# [Your goal]
Set down the data below word for word, and leave the images aside.

(Natural-language object grounding data)
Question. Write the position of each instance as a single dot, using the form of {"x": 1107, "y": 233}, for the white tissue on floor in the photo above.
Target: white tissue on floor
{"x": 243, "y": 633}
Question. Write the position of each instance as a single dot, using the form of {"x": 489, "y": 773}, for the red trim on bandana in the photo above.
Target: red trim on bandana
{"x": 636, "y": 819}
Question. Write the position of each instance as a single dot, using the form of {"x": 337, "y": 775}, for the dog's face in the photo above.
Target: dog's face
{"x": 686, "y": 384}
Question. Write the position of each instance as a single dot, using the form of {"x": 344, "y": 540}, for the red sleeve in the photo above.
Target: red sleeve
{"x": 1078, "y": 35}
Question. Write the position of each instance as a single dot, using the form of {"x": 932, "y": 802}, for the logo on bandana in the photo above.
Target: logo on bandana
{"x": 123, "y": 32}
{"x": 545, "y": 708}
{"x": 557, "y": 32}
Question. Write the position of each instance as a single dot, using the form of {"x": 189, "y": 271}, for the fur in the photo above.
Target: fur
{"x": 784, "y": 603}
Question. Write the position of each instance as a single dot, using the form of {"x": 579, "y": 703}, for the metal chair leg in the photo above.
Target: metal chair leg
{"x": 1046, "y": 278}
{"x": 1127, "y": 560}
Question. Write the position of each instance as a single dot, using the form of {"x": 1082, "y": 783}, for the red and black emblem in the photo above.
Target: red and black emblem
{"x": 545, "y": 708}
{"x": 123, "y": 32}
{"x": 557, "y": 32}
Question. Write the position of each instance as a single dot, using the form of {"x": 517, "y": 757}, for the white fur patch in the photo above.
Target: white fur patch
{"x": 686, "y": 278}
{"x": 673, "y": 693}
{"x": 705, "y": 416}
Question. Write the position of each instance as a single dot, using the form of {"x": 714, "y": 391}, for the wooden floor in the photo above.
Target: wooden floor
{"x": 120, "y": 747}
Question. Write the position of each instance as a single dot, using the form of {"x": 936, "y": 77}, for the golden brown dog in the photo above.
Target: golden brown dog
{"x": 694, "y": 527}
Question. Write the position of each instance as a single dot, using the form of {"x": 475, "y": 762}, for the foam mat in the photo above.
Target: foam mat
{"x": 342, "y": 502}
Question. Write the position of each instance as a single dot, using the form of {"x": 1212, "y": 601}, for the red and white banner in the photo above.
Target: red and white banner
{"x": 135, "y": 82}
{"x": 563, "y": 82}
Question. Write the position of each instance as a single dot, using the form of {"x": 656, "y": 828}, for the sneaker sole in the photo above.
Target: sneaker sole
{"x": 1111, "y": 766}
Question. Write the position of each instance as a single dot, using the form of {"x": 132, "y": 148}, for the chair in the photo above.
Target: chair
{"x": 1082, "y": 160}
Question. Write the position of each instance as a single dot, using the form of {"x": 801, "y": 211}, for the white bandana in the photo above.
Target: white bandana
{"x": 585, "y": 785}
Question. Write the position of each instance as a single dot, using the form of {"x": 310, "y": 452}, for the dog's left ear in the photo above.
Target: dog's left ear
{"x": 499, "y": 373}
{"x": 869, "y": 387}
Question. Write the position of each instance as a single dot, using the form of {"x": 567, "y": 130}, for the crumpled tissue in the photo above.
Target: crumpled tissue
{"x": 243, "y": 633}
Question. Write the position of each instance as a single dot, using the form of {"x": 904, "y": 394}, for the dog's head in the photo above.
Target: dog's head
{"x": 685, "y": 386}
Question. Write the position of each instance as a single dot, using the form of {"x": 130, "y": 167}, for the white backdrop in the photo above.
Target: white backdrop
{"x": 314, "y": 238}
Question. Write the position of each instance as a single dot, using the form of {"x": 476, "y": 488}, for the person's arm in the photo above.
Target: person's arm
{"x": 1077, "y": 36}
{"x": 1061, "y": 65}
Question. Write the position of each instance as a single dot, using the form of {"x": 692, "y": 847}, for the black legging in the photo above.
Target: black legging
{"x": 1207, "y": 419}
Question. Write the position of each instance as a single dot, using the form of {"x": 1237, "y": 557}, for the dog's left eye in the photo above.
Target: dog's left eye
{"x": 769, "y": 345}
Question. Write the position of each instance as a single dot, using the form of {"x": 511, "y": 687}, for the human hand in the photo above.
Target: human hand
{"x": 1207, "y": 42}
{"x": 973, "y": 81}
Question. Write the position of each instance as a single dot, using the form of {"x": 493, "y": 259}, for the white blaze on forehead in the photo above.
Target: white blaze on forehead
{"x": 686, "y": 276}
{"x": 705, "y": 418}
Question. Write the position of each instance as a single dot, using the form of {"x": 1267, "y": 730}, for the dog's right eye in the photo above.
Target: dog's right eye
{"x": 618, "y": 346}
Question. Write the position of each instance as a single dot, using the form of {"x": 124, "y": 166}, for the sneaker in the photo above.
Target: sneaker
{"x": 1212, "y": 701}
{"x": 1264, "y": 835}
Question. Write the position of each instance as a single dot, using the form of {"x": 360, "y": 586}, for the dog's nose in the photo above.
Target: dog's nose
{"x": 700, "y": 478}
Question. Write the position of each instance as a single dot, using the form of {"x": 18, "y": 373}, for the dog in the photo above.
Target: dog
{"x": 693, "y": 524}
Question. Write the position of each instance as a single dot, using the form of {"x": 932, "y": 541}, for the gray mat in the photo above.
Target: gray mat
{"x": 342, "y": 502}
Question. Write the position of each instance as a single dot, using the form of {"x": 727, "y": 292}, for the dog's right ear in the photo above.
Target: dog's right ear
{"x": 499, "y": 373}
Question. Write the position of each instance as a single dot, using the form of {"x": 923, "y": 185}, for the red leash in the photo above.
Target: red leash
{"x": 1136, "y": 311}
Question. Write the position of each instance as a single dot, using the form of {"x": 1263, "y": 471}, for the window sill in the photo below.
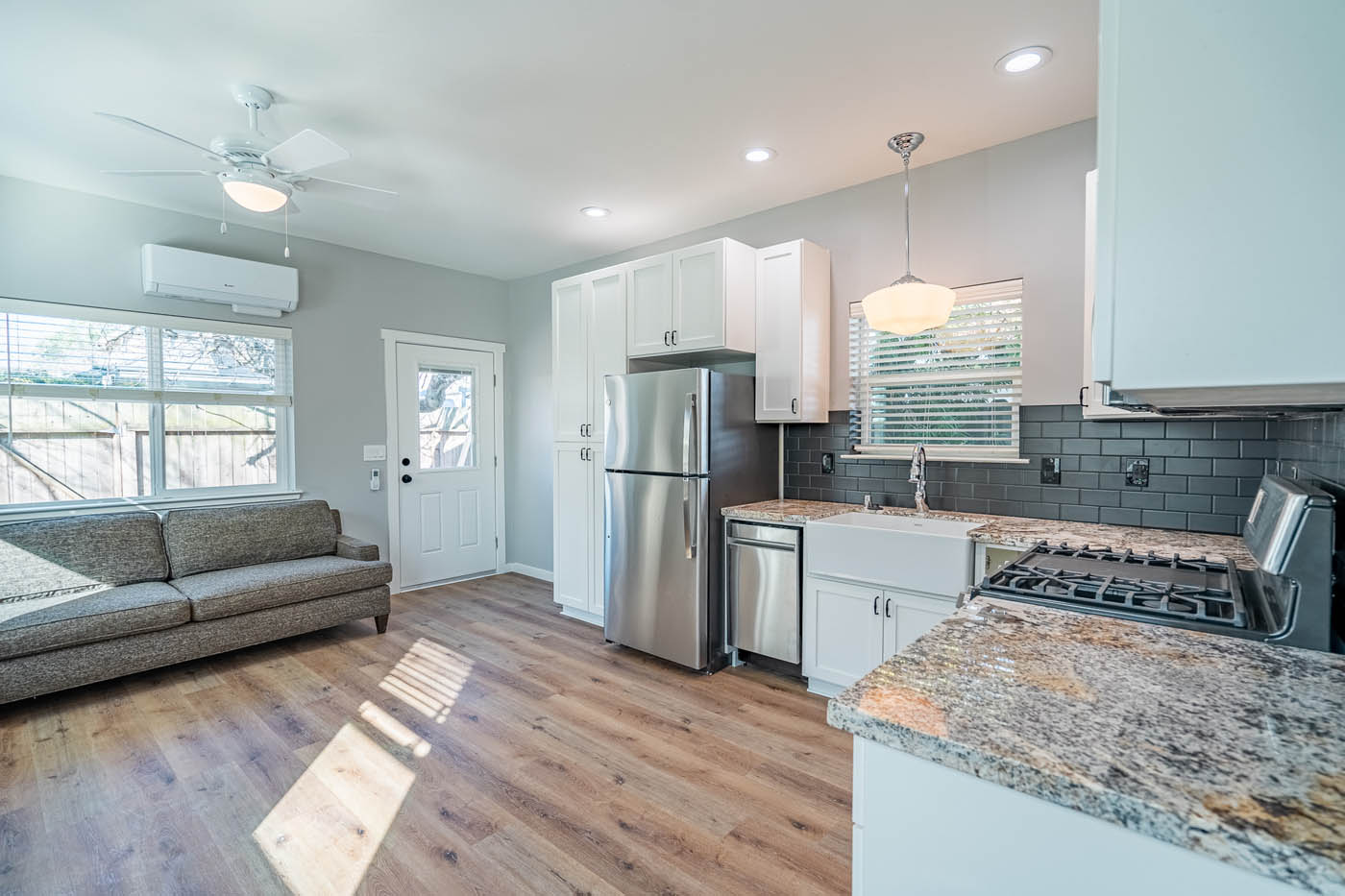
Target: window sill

# [Solved exercise]
Question. Write the position of each instance as a single dot, using the form of {"x": 1107, "y": 233}, for the white tissue on floor in the photo above.
Target: white tissue on floor
{"x": 243, "y": 633}
Question. Write the position of each instance as a single dot, using the form of {"x": 489, "y": 773}, for the red trim on bandana in the photo above.
Target: red trim on bandana
{"x": 636, "y": 819}
Question. Write the position of each instance as a single dot, using the form of {"x": 337, "y": 775}, for the dog's face in the photo above.
Target: dog's face
{"x": 686, "y": 384}
Question. Write the position of each instance as a single dot, using the form of {"x": 344, "y": 540}, for the red sleeve in the photo above.
Target: red sleeve
{"x": 1078, "y": 35}
Question. Write the position of each instance as a single dot, using the form of {"x": 932, "y": 802}, for the logo on bandana in the photo above.
Target: logo on bandana
{"x": 123, "y": 32}
{"x": 545, "y": 708}
{"x": 557, "y": 32}
Question. Write the position of each instance as a single dot, using the form of {"x": 189, "y": 271}, for the fur in the photo above.
Target: fur
{"x": 784, "y": 603}
Question. Write the position of each instance as a single dot, using the form of {"x": 579, "y": 703}, for the metal chair leg in the photo above.
Target: metal chair leg
{"x": 1046, "y": 278}
{"x": 1127, "y": 560}
Question. Write the position of each instance as a single dot, using the form of {"x": 1082, "y": 783}, for the red and black emblem in the photo above.
Target: red and black emblem
{"x": 545, "y": 708}
{"x": 123, "y": 32}
{"x": 557, "y": 32}
Question. Write the position of each instance as a single dot, using the form of {"x": 517, "y": 757}, for the white fur patch in the photo above.
Target: white fur patch
{"x": 686, "y": 278}
{"x": 673, "y": 693}
{"x": 705, "y": 416}
Question. Write the position of each instance as a single dot, using the form of {"x": 714, "y": 391}, for the wooden floor in the photo above.
Target: wooden floor
{"x": 120, "y": 747}
Question. Write the position of each instance as a single dot, using the form of {"x": 936, "y": 77}, for the golden brown dog in the photo above.
Target: golden brown dog
{"x": 694, "y": 527}
Question. Write the position of each instance as a single dot, using the form of {"x": 475, "y": 762}, for the foam mat in the photo above.
Target: foam mat
{"x": 342, "y": 502}
Question. Write the position of each instance as a single dot, using the form of {"x": 1212, "y": 601}, for the red and white banner in the photo above.
Target: red and white banner
{"x": 135, "y": 82}
{"x": 563, "y": 82}
Question. Write the position of each instance as a single dot, using the form of {"x": 656, "y": 828}, for the sneaker sole in the photo above.
Target: sneaker sole
{"x": 1111, "y": 766}
Question. Write the position of each instance as a single dot, using the form of {"x": 132, "y": 148}, for the chair in the photo above.
Target: chair
{"x": 1082, "y": 160}
Question. Write the position of each instance as a single dot, using the form of {"x": 801, "y": 211}, for the white bandana in the photo above.
Target: white bandana
{"x": 585, "y": 785}
Question. Write the position of each instance as a single dot, using the form of {"x": 310, "y": 452}, for the dog's left ear in the photo above.
Target: dog's left ear
{"x": 499, "y": 373}
{"x": 869, "y": 387}
Question. Write the position of each instance as a single dot, using the form of {"x": 567, "y": 130}, for the crumpled tissue in the photo above.
Target: crumpled tissue
{"x": 243, "y": 633}
Question. Write the position of each instance as a single dot, using the form of {"x": 904, "y": 394}, for the dog's head in the photo above.
Target: dog's head
{"x": 685, "y": 386}
Question. Write the position of each instance as a single dot, using the form of {"x": 130, "y": 167}, for the white backdrop in the photo above.
Target: white backdrop
{"x": 314, "y": 238}
Question. Write the position of each instance as a single dot, using the form of {"x": 476, "y": 488}, for the person's arm in the photo above.
Target: person's arm
{"x": 1077, "y": 36}
{"x": 1061, "y": 65}
Question. Write the position of each instance as a single dot, using the form of {"x": 692, "y": 847}, for the black legging in the photo above.
Target: black legging
{"x": 1207, "y": 419}
Question. Write the position of each instance as a single dot, using the form of {"x": 1237, "y": 557}, for the dog's left eye in the photo above.
Target: dog's left eye
{"x": 769, "y": 345}
Question. Write the position of each instance as a single dot, using the form of {"x": 511, "y": 687}, for the human hand in the photo above.
Target: human hand
{"x": 1207, "y": 42}
{"x": 973, "y": 81}
Question. Write the position of each instance as a single dot, using the form of {"x": 493, "y": 259}, for the white blaze on forehead in the photo above.
Target: white blaze on forehead
{"x": 686, "y": 276}
{"x": 705, "y": 418}
Question. Write the position of each instance as a single dot, using the form of {"x": 1267, "y": 730}, for the dog's right eye in the photo above.
Target: dog's right eye
{"x": 618, "y": 346}
Question. Write the position of each instance as a single dot, using the form of {"x": 124, "y": 166}, for the sneaker in the photo above.
Target: sneaker
{"x": 1212, "y": 701}
{"x": 1264, "y": 835}
Question. Write the position of each instance as a single dot, using the form of {"x": 360, "y": 586}, for the dog's nose in the photo above.
Target: dog's nose
{"x": 700, "y": 478}
Question. Write the position of each instance as a single dot, using the form of {"x": 18, "y": 373}, for the dog in the photo above.
Target: dog
{"x": 693, "y": 524}
Question. Write the position of each instance as a single dot, using the form of {"x": 932, "y": 541}, for the gray mat in the photo above.
Target: gray mat
{"x": 342, "y": 502}
Question. Write the position of each instance as a single dot, using the form of {"x": 727, "y": 292}, for the dog's right ear in the photo above.
Target: dog's right ear
{"x": 499, "y": 373}
Question. Write the position of each instance as a single dot, using the form of {"x": 923, "y": 185}, for the red leash in the photo above.
Target: red leash
{"x": 1136, "y": 311}
Question. Write the position of each instance as a single dot, using the form of {"x": 1263, "y": 471}, for the window sill in the photo below.
Target: window sill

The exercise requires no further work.